- _Prompt_
Pull out each line in the records below that contains the word "tree".

[Records of labeled points]
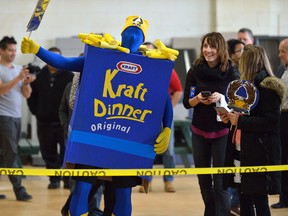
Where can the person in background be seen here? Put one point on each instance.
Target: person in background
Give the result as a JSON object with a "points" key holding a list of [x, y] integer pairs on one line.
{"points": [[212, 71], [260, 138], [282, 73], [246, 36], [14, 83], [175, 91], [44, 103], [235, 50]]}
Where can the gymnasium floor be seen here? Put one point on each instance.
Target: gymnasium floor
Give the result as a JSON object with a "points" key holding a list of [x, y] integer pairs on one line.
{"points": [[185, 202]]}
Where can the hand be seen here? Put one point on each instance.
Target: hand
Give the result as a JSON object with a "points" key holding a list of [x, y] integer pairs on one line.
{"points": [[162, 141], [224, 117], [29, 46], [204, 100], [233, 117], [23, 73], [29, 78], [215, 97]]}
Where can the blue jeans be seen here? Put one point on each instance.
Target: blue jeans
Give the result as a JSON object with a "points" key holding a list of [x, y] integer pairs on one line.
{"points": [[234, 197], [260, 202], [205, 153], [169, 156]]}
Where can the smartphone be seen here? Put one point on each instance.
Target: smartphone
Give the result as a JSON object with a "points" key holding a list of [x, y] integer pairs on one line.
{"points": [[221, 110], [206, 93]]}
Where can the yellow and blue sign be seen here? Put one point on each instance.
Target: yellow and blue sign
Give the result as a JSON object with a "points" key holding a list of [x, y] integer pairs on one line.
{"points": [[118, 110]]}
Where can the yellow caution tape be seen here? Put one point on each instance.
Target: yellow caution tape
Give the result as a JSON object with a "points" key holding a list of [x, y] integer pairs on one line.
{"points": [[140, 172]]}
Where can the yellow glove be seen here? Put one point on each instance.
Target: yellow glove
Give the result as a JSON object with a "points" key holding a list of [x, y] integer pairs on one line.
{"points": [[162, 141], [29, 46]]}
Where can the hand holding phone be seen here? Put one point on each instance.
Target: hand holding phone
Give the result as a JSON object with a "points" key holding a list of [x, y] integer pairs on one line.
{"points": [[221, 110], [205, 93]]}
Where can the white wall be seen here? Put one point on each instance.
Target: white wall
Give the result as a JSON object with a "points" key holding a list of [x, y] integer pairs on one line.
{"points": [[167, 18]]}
...
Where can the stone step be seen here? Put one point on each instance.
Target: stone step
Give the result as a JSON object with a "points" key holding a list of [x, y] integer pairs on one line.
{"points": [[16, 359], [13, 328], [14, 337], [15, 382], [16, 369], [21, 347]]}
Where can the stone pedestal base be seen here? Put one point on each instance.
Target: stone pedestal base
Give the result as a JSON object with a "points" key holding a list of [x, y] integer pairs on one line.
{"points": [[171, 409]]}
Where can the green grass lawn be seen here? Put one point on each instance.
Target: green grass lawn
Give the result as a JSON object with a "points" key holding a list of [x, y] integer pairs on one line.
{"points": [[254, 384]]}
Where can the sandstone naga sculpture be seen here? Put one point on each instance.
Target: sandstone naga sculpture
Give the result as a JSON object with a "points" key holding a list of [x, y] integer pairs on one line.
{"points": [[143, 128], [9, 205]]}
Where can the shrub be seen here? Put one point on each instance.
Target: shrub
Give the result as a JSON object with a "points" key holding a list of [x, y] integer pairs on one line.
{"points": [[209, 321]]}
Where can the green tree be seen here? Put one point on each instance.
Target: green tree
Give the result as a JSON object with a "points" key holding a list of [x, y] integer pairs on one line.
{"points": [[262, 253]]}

- _Exercise solution_
Where can the green tree be seen here? Put one point on each instance.
Target: green tree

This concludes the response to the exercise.